--- Start ---

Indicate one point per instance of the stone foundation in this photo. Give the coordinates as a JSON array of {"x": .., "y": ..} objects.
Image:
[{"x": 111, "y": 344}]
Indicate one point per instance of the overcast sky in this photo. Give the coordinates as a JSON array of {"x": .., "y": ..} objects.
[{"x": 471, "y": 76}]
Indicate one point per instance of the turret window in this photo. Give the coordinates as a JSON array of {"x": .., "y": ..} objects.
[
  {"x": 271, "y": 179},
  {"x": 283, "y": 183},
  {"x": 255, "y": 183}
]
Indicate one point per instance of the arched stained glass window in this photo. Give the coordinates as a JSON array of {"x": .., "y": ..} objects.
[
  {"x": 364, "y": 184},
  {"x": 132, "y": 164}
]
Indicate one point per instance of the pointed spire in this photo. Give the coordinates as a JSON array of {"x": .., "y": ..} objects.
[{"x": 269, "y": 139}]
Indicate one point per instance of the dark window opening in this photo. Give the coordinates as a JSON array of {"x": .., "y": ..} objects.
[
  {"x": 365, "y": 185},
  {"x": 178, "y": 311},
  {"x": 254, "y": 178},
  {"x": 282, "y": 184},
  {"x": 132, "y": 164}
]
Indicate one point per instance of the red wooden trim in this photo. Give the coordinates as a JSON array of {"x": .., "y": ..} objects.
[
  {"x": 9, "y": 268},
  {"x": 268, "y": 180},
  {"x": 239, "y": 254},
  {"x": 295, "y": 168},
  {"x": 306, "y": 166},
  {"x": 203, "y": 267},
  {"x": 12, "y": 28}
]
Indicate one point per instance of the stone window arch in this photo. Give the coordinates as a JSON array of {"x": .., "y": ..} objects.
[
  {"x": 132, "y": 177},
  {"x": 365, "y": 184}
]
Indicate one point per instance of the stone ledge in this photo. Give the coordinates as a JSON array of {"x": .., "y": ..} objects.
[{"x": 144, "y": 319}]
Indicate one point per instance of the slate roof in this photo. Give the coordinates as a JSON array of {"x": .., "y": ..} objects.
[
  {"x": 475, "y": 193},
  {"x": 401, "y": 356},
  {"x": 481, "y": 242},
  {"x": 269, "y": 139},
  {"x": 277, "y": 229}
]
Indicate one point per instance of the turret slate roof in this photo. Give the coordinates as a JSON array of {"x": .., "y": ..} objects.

--- End ---

• [INSTRUCTIONS TO FOLLOW] Write out every line of the data above again, word for word, without changing anything.

• [WRITTEN RESPONSE]
Indicate one point per instance of the stone foundation in this photo. Give the coordinates as a JSON array of {"x": .., "y": ..} objects.
Image:
[{"x": 111, "y": 344}]
Indicate one point per instance of the overcast sky in this photo. Give the coordinates as a JSON array of {"x": .., "y": ..} objects.
[{"x": 471, "y": 76}]
Indicate one point per instance of the turret window in this photo. Give the coordinates as a JSON array of {"x": .., "y": ..} objects.
[
  {"x": 271, "y": 179},
  {"x": 283, "y": 183},
  {"x": 255, "y": 183}
]
Indicate one point per instance of the arched stained glass window in this photo. Give the coordinates as a JSON array of {"x": .., "y": ..} objects.
[
  {"x": 364, "y": 184},
  {"x": 132, "y": 164}
]
Indicate one point per instance of the pointed spire in this photo. Give the coordinates as a JSON array of {"x": .., "y": ..} objects.
[{"x": 269, "y": 139}]
Indicate one point per instance of the dark window opening in this photo. Give the coordinates as a JSON array of {"x": .., "y": ..} objects.
[
  {"x": 365, "y": 185},
  {"x": 178, "y": 311},
  {"x": 254, "y": 178},
  {"x": 282, "y": 184},
  {"x": 132, "y": 164}
]
Indicate one point per instance of the red wooden trim in this photo. Give the coordinates as a JSON array of {"x": .., "y": ..} objects.
[
  {"x": 9, "y": 268},
  {"x": 268, "y": 180},
  {"x": 239, "y": 254},
  {"x": 295, "y": 168},
  {"x": 306, "y": 166},
  {"x": 203, "y": 267},
  {"x": 12, "y": 28}
]
Indicate one point per instance of the stone window arch in this photo. Give the coordinates as a JSON array of {"x": .., "y": ..} objects.
[
  {"x": 132, "y": 177},
  {"x": 365, "y": 184}
]
Indicate one point per instance of the stone ledge in this photo. Give the coordinates as a JSON array of {"x": .., "y": ..} objects.
[{"x": 144, "y": 319}]
Indicate one point per instance of the slate roof in this photo. Give the coordinates as a JSON array of {"x": .., "y": ..} objects.
[
  {"x": 475, "y": 193},
  {"x": 401, "y": 356},
  {"x": 481, "y": 242},
  {"x": 269, "y": 139},
  {"x": 277, "y": 229}
]
Indicate one point per instance of the turret slate roof in this photo. Give the coordinates as a JSON array of {"x": .., "y": ..} objects.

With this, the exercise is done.